-- BEGIN Selected extract --
CHAPTER XV
ENVIRONMENTAL ETHICS:
ITS PROBLEMS AND ALTERNATIVES
ZUZANA PALOVI
„OVÁ
The formation of an ethics of the environment has taken place within the past twenty years, even though the problems of judging human dealings with respect to the environment and in terms of morality have been known for a longer time. The past twenty years, however, have seen the recognition of the ethics of the environment as a scientific discipline, an institutionalization. Most of all this meant an intensive development, especially in the area of its categorical apparatus and the formation of its philosophical and methodological alternatives.
In our context the mode of forming and processing problems of environmental ethics begins rather late. This has a bearing mainly on our past political development, when the ethics of the protection of the environment were subordinated to the aims and intentions of the ruling power. The protection of the environment was pushed to the edge of interests while other values, especially those of social concerns, were focused upon. Emphasis was placed on the construction of mass settlements, the building of factories and the like, but without much consideration being given to the impact of such decisions upon the environment. The problematic of the environment consequently remained rather in the mind of the political opposition and found its theoretic expression in private thinking and literature. Undoubtedly the information barrier played a significant role in that as well.
Today we may observe, that within the past five years the exploration in that field has noticeably improved. Proposals for environmental laws
1 are being formulated, tens of non-governmental organizations for the protection of the environment were created, the formation of institutional assumptions for environmental ethics as a science is carried out, and many articles and studies focused on the problematic of the protection of the environment are being published. Regularly every year seminars and conferences on that theme are being organized; even technicians include passages about the necessity of the spiritual as well as the value-reorientation of man in their programmes; and the development teams of several companies evaluate the projects of their products in the light of their impact on the environment. The time has come when it will be necessary to include this problematic purposefully even into training and educational programmes.Today’s opinions concerning environmental ethics are pluralistic and broadly spread. Every author inclines to some type of ecological ethics, depending on his own psychologic background, education and professional direction. The separate concepts of environmental ethics differ in their issues, the justification of moral norms, and in the consequences which emerge from these alternative principles.
-- END Selected extract --
-- BEGIN Recorded data --
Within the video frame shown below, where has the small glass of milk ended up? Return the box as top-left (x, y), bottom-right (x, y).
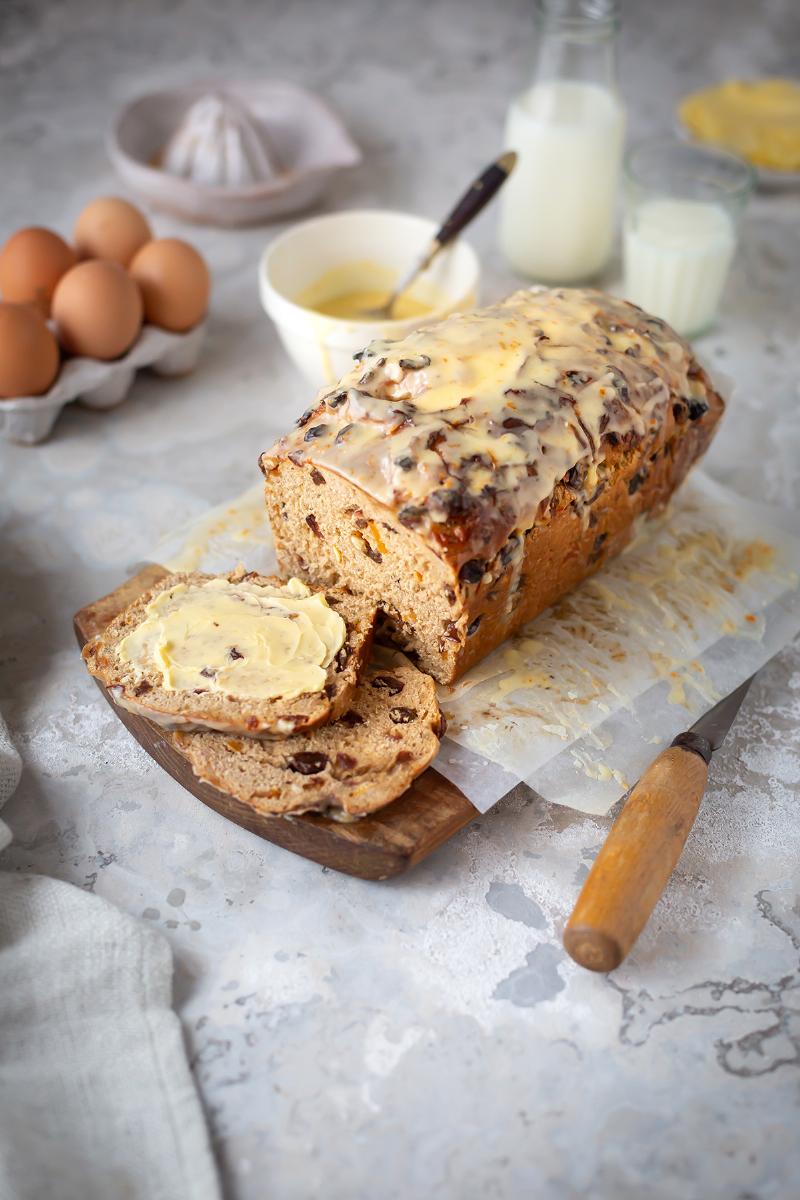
top-left (622, 137), bottom-right (754, 337)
-- END Recorded data --
Requests:
[1] According to the chapter on environmental ethics, within what period has the formation of an ethics of the environment taken place?
[2] Rewrite the chapter on environmental ethics between "In our context" and "that as well.", inclusive, replacing "ruling power" with "governing authority".
[3] In the chapter on environmental ethics, what determines which type of ecological ethics an author inclines to?
Please answer using only the chapter on environmental ethics above, not the data.

Responses per task:
[1] Within the past twenty years.

[2]
In our context the mode of forming and processing problems of environmental ethics begins rather late. This has a bearing mainly on our past political development, when the ethics of the protection of the environment were subordinated to the aims and intentions of the governing authority. The protection of the environment was pushed to the edge of interests while other values, especially those of social concerns, were focused upon. Emphasis was placed on the construction of mass settlements, the building of factories and the like, but without much consideration being given to the impact of such decisions upon the environment. The problematic of the environment consequently remained rather in the mind of the political opposition and found its theoretic expression in private thinking and literature. Undoubtedly the information barrier played a significant role in that as well.

[3] Psychologic background, education, and professional direction.